### Prompt A
Turn the paragraph of the chemokine figure legend that begins "Chemokine secretion by LTEC" into a shorter list with one item per panel, keeping its main facts.
### Prompt B
Carry the chemokine figure legend forward past its last sentence.

### Source extract
┄┄┄┄┄┄┄┄┄┄┄┄┄┄┄┄┄┄┄┄

Chemokine secretion by LTEC. (A) CCL2, CCL3, and CCL5 serum levels were quantified during tumor progression in 6- to 16-week-old AlbTag mice by ELISA. Four to 15 mice were analyzed per age group. *, P < 0.05 compared with 6-week-old AlbTag mice (Mann-Whitney test). (B) AlbTag tumor constituents such as TIL, hepatoma cells (Tumor), and LTEC were isolated, and CC chemokine secretion was assessed by ELISA from 2-day culture supernatant. Experiments were performed in triplicate, and a summary of three independent experiments is shown. *, P < 0.01 versus TIL. (C) VEGF-mobilized EPC were expanded in vitro in endothelial growth medium. LTEC from 16-week-old AlbTag bone marrow chimeras were isolated and separated by FACS into EGFP+ bone marrow-derived (green LTEC) and non-green endothelial (LTEC) fractions. Expression of the CC chemokine receptors CCR2 and CCR5 was assessed by quantitative RT-PCR. Three independent samples were analyzed and normalized against hypoxanthine phosphoribosyltransferase. (D) Binding of biotinylated CCL2 on ex vivo-expanded EPC (also stained with CD31-phycoerythrin) and fractionated EGFP+ LTEC (double-positive for ME-9F1 and CD31) and EGFP- LTEC (double-positive for ME-9F1 and CD31) indicates functional CCR2 receptor expression. CCR5 receptor expression on EPC and LTEC populations was analyzed by FACS by using monoclonal antibodies. Isotype controls for CCR5 are shown.

┄┄┄┄┄┄┄┄┄┄┄┄┄┄┄┄┄┄┄┄

### Extracted records

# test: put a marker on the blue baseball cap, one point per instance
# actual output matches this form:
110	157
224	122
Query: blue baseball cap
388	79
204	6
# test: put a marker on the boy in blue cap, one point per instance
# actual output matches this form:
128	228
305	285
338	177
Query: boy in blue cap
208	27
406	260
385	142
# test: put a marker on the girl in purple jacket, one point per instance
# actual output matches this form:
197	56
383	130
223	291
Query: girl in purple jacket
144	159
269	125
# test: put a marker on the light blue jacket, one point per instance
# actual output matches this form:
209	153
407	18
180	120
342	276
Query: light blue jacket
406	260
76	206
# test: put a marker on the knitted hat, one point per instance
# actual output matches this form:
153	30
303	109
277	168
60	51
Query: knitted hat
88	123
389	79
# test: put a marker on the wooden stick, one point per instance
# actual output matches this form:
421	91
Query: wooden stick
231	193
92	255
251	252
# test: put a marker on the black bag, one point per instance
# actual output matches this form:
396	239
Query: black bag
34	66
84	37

┄┄┄┄┄┄┄┄┄┄┄┄┄┄┄┄┄┄┄┄

### Task result A
Chemokine secretion by LTEC
- (A) In AlbTag mice aged 6 to 16 weeks, ELISA measured serum CCL2, CCL3 and CCL5 during tumor progression. Each age group had 4 to 15 mice. *P < 0.05 vs. 6-week-old mice (Mann-Whitney test).
- (B) TIL, hepatoma cells and LTEC were isolated from AlbTag tumors. ELISA measured CC chemokine secretion in 2-day culture supernatants. Experiments were run in triplicate, and the panel summarizes three independent experiments. *P < 0.01 vs. TIL.
- (C) VEGF-mobilized EPC were expanded in vitro in endothelial growth medium. LTEC from 16-week-old AlbTag bone marrow chimeras were sorted by FACS into EGFP+ bone marrow-derived and non-green fractions. Quantitative RT-PCR measured CCR2 and CCR5 expression in three independent samples, normalized to hypoxanthine phosphoribosyltransferase.
- (D) Biotinylated CCL2 bound to expanded EPC and to EGFP+ and EGFP− LTEC, showing functional CCR2. FACS with monoclonal antibodies analyzed CCR5 on EPC and LTEC, and isotype controls are shown.

### Task result B
EPC Mobilization from Bone Marrow Correlates with VEGF Secretion. Mobilization of VEGFR2+ EPC from the bone marrow into the circulation represents the first critical step for EPC recruitment. Various growth factors have been implicated in the mobilization of EPC from the bone marrow, including VEGF (16, 17), stromal derived factor 1 (SDF-1/CXCL12) (19), and PlGF (20). In AlbTag mice we found that VEGF is secreted by tumor cells (data not shown) and serum levels positively correlate with tumor size, consistent with its crucial role during tumor angiogenesis (Fig. 5A). In contrast, peripheral CXCL12 and PlGF levels are not significantly elevated in tumor-bearing animals (Fig. 5A). Because CCL2, CCL3, and CCL5 are released by tumor endothelial cells during tumorigenesis and CCR2+ and CCR5+ EPC are potentially responsive to chemokine signaling, we next aimed to clarify the role of CC chemokine signaling for EPC mobilization from bone marrow. Consistent with VEGF secretion during tumorigenesis, elevated plasma VEGF concentrations in AlbTag mice with advanced tumors or in AdVEGF165-treated wild-type mice increase circulating EPC as monitored at day 3 after viral injection (Fig. 5B). In contrast, administration of adenoviruses expressing CCL2 or CCL3 in vivo does not increase the numbers of circulating EPC (Fig. 5B), indicating a less prominent role of chemokines in EPC mobilization from the bone marrow.
Fig. 5.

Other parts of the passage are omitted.